## Given request a
Return each line of the records that contains the string "door".

--- BEGIN Selected extract ---

Added env var to skip warm up (#3633)

2025-09-22 17:16:20 +02:00 · 2025-01-08 14:29:15 -08:00
parent d7bc32c0ec
commit 0f9842064f
3 changed files with 7 additions and 0 deletions
--- a/.vscode/env_template.txt
+++ b/.vscode/env_template.txt
@@ -5,6 +5,8 @@
 # For local dev, often user Authentication is not needed
 AUTH_TYPE=disabled

+# Skip warm up for dev
+SKIP_WARM_UP=True

 # Always keep these on for Dev
 # Logs all model prompts to stdout
--- a/backend/onyx/configs/app_configs.py
+++ b/backend/onyx/configs/app_configs.py
@@ -17,6 +17,7 @@ APP_PORT = 8080
 # prefix from requests directed towards the API server. In these cases, set this to `/api`
 APP_API_PREFIX = os.environ.get("API_PREFIX", "")

+SKIP_WARM_UP = os.environ.get("SKIP_WARM_UP", "").lower() == "true"

--- END Selected extract ---
--- BEGIN Material provided ---

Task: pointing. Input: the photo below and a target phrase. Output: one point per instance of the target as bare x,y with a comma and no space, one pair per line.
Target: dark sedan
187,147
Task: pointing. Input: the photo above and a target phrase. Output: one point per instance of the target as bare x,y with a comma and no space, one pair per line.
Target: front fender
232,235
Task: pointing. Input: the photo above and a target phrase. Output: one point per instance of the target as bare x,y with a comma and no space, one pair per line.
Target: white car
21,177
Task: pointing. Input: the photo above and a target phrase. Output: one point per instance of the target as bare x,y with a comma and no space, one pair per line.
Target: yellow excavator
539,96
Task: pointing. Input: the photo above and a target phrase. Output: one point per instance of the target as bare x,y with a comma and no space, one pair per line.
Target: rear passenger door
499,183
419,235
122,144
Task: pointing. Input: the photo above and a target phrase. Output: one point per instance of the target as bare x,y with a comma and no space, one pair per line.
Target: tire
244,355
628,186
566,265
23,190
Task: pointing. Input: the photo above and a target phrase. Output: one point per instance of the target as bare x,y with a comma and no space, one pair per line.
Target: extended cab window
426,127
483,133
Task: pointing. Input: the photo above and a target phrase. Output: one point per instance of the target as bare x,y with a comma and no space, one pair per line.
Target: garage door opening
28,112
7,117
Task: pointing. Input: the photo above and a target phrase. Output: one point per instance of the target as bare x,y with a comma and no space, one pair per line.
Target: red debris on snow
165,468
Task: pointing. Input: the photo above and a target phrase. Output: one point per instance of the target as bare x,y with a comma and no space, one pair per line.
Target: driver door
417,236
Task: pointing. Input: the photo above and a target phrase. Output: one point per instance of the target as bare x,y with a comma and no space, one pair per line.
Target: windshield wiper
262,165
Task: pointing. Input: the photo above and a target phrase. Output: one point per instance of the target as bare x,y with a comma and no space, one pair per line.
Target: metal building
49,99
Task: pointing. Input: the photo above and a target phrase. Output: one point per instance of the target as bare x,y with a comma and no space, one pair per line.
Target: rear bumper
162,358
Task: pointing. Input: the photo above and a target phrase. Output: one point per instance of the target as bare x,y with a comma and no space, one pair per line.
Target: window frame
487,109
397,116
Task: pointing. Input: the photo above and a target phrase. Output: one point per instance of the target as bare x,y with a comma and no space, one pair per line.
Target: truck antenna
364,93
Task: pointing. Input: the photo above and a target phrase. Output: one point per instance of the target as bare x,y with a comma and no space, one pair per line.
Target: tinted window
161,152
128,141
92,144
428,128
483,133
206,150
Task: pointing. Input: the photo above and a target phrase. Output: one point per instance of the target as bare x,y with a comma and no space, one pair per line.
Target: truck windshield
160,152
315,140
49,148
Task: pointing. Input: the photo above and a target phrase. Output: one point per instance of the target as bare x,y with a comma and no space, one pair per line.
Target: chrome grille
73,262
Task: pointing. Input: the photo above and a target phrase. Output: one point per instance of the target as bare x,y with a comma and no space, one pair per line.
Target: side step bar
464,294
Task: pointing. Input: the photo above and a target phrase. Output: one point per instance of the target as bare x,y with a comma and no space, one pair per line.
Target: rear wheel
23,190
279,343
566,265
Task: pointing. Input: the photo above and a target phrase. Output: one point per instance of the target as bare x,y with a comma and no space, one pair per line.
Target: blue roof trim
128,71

--- END Material provided ---

## Given request b
Pick up the commit diff that adds the skip-warm-up setting and continue it from the point where it stops.

## Expected output a
Target: rear passenger door
Target: garage door opening
Target: driver door

## Expected output b
 #####
 # User Facing Features Configs
--- a/backend/onyx/natural_language_processing/search_nlp_models.py
+++ b/backend/onyx/natural_language_processing/search_nlp_models.py
@@ -12,6 +12,7 @@ from requests import Response
 from retry import retry

 from onyx.configs.app_configs import LARGE_CHUNK_RATIO
+from onyx.configs.app_configs import SKIP_WARM_UP
 from onyx.configs.model_configs import BATCH_SIZE_ENCODE_CHUNKS
 from onyx.configs.model_configs import (
    BATCH_SIZE_ENCODE_CHUNKS_FOR_API_EMBEDDING_SERVICES,
@@ -384,6 +385,9 @@ def warm_up_bi_encoder(
    embedding_model: EmbeddingModel,
    non_blocking: bool = False,
 ) -> None:
+    if SKIP_WARM_UP:
+        return
+
    warm_up_str = " ".join(WARM_UP_STRINGS)

    logger.debug(f"Warming up encoder model: {embedding_model.model_name}")